» **EXERCISE OBJECTIVE**
Reproduce the entries verbatim, starting with the line that contains "of the shop" and continuing through the final line of the entries.

» **STORED RECORDS**
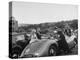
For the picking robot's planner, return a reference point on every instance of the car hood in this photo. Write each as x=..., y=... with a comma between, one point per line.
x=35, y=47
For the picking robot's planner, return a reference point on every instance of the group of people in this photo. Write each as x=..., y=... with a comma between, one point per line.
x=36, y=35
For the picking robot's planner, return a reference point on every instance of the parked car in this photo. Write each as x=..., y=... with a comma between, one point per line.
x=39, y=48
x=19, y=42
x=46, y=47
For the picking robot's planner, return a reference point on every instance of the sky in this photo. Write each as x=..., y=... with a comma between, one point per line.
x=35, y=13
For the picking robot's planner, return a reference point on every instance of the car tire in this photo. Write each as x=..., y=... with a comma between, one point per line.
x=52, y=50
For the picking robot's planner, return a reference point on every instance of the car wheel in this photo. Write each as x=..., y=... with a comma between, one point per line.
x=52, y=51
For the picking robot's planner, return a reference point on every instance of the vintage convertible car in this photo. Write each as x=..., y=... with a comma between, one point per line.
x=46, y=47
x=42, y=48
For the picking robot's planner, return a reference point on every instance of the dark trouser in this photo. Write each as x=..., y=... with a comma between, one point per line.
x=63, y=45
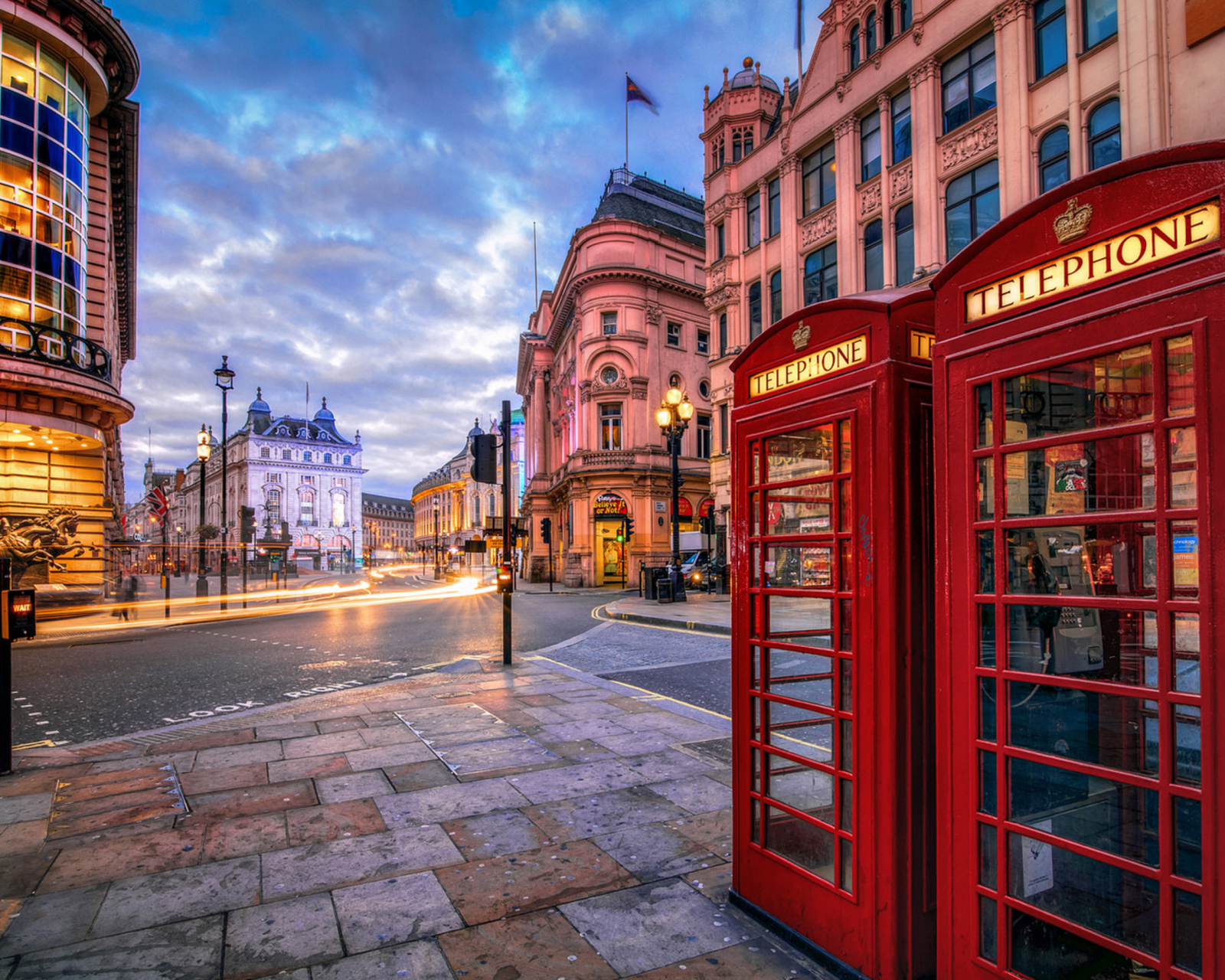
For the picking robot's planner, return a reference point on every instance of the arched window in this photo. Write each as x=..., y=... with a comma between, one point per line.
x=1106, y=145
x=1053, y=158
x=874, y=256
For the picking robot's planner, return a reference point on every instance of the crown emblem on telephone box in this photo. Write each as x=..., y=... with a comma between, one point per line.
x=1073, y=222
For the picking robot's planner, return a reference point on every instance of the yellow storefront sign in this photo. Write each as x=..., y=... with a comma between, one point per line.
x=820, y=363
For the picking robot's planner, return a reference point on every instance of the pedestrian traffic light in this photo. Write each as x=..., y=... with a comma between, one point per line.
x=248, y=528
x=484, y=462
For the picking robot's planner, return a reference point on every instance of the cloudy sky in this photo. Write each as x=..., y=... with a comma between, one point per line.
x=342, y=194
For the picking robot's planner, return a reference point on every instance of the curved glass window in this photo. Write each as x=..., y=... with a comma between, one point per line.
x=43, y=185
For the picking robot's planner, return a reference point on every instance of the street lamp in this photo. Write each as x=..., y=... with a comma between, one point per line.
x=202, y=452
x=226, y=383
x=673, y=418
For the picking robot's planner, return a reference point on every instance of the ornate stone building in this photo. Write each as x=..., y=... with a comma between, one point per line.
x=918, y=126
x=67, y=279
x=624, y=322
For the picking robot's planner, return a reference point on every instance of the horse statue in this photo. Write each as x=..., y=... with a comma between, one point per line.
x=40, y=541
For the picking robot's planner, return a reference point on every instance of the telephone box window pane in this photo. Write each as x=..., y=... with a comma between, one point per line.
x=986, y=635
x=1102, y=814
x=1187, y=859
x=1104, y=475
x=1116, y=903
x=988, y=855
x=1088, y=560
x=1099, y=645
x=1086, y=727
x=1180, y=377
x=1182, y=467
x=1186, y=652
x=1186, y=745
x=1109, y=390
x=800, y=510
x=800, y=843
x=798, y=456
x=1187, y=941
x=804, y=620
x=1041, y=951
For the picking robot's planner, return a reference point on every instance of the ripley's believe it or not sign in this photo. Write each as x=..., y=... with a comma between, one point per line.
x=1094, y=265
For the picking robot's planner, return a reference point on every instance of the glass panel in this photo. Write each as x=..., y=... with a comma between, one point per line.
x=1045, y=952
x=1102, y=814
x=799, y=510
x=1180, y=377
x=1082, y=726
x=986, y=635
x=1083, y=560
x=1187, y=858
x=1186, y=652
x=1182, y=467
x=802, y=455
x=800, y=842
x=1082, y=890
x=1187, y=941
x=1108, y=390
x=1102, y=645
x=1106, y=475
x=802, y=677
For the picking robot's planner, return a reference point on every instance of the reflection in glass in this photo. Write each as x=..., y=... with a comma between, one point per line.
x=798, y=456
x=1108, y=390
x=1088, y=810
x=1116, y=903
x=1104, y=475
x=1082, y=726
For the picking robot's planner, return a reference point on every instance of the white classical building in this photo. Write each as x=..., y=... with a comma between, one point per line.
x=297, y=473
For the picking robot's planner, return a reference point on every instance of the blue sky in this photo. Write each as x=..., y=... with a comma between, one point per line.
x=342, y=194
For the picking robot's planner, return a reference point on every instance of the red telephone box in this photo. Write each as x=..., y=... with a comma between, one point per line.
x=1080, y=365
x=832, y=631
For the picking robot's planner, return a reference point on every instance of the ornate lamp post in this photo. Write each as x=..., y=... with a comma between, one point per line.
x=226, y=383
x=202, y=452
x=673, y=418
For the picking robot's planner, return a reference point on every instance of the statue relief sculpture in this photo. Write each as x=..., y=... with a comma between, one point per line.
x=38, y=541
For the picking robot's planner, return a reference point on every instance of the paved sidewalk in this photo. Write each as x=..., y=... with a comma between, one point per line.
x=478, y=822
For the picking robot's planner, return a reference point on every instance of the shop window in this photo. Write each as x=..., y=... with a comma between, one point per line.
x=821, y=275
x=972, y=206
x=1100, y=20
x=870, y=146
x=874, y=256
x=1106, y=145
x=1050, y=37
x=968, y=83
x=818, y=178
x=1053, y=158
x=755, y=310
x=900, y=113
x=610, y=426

» **ANSWER FOR THIS EXERCISE**
For the picking robot's planner, return a reference point on every instance of the shop window in this photo. Write each as x=..., y=... with a comma between, one point per line.
x=821, y=275
x=972, y=206
x=1100, y=20
x=870, y=146
x=874, y=256
x=1106, y=145
x=1050, y=37
x=968, y=83
x=818, y=178
x=1053, y=158
x=755, y=310
x=900, y=113
x=610, y=426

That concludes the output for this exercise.